===== GIVEN DATA =====

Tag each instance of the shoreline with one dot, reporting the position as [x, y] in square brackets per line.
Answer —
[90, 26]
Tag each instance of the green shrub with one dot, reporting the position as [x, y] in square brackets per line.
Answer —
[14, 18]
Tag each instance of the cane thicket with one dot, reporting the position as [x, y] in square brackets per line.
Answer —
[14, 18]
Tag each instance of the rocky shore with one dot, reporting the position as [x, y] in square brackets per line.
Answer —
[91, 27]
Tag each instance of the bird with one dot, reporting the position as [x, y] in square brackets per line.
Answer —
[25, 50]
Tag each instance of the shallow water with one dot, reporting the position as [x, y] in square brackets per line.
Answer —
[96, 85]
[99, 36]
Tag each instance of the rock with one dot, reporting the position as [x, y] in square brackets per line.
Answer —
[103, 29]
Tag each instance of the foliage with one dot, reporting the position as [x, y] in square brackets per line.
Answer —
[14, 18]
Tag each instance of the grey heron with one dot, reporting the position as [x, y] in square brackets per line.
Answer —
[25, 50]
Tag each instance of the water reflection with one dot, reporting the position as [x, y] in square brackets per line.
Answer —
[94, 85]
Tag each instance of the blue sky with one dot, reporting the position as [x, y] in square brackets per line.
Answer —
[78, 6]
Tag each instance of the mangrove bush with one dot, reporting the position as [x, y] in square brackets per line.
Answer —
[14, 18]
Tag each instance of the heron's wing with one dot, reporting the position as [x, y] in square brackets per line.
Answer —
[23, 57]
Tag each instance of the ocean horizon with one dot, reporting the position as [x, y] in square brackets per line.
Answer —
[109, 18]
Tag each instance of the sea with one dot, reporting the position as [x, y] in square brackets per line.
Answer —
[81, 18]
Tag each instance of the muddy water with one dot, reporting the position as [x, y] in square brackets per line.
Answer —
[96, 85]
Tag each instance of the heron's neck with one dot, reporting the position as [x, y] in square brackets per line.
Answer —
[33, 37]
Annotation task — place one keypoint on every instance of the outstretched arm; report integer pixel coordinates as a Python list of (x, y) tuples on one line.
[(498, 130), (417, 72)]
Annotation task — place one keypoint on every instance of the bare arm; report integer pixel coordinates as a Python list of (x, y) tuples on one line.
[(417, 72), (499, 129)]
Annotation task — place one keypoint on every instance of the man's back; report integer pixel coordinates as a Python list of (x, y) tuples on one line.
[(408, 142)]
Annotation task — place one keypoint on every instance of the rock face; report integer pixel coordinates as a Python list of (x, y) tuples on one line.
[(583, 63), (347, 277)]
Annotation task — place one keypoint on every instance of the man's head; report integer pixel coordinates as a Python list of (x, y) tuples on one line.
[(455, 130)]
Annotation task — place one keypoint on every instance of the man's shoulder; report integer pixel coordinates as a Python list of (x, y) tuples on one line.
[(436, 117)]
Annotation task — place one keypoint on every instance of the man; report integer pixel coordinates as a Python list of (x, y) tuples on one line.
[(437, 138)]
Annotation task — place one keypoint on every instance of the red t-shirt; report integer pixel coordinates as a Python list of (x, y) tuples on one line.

=====

**GIVEN REQUEST**
Return, word for word, the stretch of rows from the line containing "of the man;" through the last row.

**REPLY**
Annotation task — place one keypoint on every instance of the man; report integer pixel coordinates as a Python list of (x, y) tuples on one line.
[(437, 138)]
Annotation task — place one keypoint on every instance of the red t-shirt; report integer pixel coordinates as a Python list of (x, y) tuples on one line.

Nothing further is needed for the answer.